• **Instructions to follow**
Which lines of the data below contain the word "black"? Extract each one in full.

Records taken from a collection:
....

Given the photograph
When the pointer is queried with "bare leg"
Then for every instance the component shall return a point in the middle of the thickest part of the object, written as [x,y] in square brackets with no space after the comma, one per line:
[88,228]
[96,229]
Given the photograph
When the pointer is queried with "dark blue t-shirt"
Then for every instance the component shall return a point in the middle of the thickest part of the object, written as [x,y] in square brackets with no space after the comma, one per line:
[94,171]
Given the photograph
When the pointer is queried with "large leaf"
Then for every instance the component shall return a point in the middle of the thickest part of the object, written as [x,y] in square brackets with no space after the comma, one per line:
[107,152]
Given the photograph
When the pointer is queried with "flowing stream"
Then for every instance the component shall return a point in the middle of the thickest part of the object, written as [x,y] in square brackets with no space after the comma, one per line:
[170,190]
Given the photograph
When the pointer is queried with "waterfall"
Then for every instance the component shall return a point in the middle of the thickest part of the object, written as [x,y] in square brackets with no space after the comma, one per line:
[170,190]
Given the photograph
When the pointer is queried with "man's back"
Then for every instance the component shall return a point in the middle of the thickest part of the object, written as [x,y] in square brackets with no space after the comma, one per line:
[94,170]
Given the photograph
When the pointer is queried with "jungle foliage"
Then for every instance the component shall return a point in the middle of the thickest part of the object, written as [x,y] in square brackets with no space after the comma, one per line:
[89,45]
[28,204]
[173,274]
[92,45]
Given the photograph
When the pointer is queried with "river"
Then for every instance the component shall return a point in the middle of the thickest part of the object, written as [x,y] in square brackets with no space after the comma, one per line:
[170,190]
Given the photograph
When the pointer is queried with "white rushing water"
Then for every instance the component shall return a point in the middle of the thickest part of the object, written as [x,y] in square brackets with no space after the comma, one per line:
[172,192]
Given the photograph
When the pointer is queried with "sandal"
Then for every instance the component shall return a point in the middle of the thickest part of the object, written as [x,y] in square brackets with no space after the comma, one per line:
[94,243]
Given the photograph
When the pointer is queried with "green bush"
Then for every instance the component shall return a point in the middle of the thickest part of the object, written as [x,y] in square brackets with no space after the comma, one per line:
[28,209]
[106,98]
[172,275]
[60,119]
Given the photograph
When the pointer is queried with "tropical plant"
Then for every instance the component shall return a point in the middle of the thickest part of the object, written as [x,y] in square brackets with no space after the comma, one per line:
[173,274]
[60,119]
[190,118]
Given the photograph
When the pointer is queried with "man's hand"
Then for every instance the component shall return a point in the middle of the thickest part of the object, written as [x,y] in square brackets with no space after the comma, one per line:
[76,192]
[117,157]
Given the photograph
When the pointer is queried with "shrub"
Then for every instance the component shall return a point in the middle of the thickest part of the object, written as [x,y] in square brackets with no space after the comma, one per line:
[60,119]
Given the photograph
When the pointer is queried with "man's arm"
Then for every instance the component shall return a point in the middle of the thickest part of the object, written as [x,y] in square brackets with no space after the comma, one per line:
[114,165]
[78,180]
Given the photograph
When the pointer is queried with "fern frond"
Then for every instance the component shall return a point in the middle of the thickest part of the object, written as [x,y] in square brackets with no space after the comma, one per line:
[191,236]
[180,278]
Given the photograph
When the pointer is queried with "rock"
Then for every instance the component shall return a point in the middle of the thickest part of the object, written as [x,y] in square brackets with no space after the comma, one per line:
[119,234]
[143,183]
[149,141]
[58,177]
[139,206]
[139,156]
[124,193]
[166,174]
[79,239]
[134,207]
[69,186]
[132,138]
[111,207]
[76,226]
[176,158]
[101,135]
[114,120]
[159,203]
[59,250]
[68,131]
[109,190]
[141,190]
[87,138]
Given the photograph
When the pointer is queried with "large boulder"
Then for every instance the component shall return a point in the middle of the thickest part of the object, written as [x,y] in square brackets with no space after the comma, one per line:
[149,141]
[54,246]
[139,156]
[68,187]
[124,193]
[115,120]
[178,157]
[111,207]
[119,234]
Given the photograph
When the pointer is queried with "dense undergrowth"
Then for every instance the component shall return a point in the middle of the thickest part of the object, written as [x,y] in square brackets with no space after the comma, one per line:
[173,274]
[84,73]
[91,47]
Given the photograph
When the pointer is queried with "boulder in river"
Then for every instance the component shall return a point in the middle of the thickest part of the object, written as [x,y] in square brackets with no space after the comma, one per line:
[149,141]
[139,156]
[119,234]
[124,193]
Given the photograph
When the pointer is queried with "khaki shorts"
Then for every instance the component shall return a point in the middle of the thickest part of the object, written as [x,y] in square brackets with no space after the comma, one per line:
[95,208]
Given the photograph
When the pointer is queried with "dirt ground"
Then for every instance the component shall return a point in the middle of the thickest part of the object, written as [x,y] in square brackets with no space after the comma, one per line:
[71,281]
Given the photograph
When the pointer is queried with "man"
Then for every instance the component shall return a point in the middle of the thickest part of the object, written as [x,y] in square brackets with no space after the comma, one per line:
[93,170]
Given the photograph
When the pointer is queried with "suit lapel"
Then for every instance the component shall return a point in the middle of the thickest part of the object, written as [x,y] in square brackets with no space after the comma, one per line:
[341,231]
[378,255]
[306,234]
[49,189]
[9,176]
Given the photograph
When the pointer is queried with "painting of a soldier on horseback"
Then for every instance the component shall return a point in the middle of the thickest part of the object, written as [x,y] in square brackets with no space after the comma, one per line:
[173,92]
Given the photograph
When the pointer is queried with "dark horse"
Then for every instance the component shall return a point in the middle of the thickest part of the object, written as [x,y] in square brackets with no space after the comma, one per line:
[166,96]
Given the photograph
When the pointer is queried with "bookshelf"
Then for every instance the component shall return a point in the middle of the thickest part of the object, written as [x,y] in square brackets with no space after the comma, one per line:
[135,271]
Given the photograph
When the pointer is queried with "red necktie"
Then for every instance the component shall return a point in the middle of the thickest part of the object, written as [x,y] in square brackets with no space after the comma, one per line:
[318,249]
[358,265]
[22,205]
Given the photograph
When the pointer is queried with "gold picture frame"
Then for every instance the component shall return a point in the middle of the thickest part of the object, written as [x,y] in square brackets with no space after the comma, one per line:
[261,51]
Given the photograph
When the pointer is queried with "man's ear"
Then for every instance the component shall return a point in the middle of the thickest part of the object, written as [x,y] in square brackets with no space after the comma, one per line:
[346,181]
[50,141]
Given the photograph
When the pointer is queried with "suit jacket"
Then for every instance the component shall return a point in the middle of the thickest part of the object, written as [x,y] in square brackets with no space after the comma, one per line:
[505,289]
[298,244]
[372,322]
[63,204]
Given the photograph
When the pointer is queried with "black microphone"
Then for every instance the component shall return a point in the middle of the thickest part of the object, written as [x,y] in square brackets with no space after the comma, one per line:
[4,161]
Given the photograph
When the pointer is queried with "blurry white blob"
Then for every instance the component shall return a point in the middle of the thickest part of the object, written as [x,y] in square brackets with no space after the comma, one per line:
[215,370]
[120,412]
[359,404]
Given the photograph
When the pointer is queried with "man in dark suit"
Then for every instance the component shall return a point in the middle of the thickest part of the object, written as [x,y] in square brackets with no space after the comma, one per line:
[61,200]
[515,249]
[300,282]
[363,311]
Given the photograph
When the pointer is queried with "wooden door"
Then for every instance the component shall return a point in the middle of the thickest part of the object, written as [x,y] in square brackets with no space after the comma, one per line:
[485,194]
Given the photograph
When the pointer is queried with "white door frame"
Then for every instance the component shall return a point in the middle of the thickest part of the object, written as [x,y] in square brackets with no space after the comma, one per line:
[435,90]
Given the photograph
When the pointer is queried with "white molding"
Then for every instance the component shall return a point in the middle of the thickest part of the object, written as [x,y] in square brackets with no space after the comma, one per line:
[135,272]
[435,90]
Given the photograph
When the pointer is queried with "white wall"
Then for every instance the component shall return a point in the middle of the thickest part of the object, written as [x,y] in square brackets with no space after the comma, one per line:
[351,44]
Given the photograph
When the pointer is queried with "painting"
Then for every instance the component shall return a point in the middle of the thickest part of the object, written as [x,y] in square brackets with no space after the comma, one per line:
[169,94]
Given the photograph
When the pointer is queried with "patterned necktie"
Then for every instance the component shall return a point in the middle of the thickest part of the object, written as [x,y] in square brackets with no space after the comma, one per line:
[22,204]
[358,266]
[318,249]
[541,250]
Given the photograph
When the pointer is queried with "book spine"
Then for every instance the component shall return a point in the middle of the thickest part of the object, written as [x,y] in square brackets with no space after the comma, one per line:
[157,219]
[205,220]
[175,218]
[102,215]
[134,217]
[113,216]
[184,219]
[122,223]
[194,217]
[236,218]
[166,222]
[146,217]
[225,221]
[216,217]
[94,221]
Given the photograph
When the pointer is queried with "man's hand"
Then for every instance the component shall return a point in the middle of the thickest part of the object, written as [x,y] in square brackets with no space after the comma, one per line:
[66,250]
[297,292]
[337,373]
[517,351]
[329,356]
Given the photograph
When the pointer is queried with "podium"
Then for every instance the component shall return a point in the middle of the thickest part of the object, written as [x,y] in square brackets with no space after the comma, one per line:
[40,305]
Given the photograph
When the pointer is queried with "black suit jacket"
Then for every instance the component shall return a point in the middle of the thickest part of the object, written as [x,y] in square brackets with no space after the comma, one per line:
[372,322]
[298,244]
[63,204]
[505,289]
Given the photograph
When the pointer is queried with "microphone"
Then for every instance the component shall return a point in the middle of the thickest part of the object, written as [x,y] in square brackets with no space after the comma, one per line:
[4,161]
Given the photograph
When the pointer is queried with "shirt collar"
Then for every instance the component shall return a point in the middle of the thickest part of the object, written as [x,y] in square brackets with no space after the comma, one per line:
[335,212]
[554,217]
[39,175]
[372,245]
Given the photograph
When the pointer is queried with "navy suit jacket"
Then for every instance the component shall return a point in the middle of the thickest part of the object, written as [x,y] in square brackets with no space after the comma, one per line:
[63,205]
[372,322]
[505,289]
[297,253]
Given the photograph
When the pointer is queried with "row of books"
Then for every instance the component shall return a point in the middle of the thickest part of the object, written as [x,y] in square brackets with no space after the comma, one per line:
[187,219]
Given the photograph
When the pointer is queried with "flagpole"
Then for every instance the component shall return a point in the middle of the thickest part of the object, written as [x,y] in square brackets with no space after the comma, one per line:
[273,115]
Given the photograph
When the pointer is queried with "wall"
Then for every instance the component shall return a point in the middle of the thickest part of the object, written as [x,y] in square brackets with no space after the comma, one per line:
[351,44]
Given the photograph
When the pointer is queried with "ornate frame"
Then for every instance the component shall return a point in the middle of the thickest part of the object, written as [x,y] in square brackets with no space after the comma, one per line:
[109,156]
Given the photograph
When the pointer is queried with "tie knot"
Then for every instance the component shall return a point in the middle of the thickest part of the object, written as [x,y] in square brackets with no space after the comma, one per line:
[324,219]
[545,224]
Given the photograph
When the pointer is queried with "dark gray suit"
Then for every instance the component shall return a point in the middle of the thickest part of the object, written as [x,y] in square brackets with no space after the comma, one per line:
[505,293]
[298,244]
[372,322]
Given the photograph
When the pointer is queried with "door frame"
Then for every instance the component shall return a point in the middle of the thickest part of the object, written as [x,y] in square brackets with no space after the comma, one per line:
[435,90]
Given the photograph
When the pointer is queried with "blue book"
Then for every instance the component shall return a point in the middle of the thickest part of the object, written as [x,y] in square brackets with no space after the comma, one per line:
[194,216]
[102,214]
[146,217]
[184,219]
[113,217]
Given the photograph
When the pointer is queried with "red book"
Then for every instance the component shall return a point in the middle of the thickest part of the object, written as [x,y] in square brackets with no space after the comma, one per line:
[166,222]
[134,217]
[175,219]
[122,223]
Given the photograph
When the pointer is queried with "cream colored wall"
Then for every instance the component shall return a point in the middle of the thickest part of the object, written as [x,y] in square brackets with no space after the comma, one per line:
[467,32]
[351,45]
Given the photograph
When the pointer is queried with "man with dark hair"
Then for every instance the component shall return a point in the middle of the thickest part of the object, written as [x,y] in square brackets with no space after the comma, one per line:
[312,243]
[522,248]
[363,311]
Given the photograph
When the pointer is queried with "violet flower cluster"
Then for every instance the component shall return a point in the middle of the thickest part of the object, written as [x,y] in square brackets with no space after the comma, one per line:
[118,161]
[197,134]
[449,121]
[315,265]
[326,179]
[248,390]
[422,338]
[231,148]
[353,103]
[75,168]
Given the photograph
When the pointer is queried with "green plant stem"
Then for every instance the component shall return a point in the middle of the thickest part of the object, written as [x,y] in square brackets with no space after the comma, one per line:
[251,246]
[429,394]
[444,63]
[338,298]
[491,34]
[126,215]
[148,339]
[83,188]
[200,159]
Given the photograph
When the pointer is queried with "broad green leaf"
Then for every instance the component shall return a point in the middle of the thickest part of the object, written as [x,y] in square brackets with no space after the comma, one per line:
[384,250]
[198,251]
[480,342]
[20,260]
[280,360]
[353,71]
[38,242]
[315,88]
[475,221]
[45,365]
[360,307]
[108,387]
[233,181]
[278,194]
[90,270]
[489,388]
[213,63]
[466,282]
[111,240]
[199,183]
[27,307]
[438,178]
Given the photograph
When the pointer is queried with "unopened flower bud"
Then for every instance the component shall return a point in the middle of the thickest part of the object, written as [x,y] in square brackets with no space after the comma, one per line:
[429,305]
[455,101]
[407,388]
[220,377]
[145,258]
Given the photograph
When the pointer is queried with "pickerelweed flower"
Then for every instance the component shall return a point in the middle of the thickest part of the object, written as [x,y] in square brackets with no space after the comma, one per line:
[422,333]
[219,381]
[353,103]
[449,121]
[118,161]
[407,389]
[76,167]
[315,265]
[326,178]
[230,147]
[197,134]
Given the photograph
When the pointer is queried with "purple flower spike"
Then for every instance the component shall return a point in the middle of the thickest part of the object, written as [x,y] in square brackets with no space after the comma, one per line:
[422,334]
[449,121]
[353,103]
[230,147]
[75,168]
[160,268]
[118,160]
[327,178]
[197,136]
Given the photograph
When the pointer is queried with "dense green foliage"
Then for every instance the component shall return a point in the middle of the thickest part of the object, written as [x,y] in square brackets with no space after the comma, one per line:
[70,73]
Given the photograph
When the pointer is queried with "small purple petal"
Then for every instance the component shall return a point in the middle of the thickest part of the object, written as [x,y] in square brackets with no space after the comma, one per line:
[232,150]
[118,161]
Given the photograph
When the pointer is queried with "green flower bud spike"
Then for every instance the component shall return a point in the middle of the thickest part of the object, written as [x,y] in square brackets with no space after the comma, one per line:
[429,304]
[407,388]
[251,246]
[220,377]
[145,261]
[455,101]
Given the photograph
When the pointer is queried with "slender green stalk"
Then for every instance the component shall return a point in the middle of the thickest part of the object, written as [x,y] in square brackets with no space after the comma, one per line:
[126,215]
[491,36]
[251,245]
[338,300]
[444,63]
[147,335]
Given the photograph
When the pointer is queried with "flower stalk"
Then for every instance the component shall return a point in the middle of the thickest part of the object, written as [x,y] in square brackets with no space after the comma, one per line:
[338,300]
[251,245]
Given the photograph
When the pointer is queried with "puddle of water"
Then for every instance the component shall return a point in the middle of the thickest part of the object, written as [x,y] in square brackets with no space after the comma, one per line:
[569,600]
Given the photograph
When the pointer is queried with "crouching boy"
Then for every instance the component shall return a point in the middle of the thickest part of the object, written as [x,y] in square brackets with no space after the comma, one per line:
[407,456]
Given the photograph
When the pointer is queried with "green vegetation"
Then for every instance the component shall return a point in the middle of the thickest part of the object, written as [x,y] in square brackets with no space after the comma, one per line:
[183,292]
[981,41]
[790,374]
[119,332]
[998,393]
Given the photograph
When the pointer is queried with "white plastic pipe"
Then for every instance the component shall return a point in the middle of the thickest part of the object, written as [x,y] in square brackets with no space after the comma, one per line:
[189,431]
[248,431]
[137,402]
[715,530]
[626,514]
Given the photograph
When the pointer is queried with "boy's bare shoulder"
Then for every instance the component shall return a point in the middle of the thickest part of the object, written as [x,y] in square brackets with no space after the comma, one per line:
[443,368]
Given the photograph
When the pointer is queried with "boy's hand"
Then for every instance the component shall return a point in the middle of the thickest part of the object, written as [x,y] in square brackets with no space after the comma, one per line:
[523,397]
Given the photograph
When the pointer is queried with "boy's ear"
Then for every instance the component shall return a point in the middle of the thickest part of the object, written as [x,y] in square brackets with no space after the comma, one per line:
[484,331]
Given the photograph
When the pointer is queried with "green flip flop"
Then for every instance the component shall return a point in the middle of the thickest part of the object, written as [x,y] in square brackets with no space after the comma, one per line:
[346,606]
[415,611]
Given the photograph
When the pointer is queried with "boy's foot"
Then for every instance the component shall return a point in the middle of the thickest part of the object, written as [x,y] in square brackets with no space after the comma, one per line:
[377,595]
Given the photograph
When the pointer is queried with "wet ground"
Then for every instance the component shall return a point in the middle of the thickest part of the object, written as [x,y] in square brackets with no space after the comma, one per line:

....

• **Task response**
When the pointer is queried with "black microphone"
When the pointer is queried with "black suit jacket"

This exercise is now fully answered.